[Stored items from a collection]
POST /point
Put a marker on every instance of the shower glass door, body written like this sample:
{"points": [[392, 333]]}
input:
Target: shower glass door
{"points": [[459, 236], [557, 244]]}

> [What you will do]: Set down every entry once more, exactly as it was written above.

> [Written answer]:
POST /point
Put a marker on every instance of the shower glass door, body written like this sample:
{"points": [[392, 333]]}
input:
Target: shower glass door
{"points": [[459, 236], [557, 244]]}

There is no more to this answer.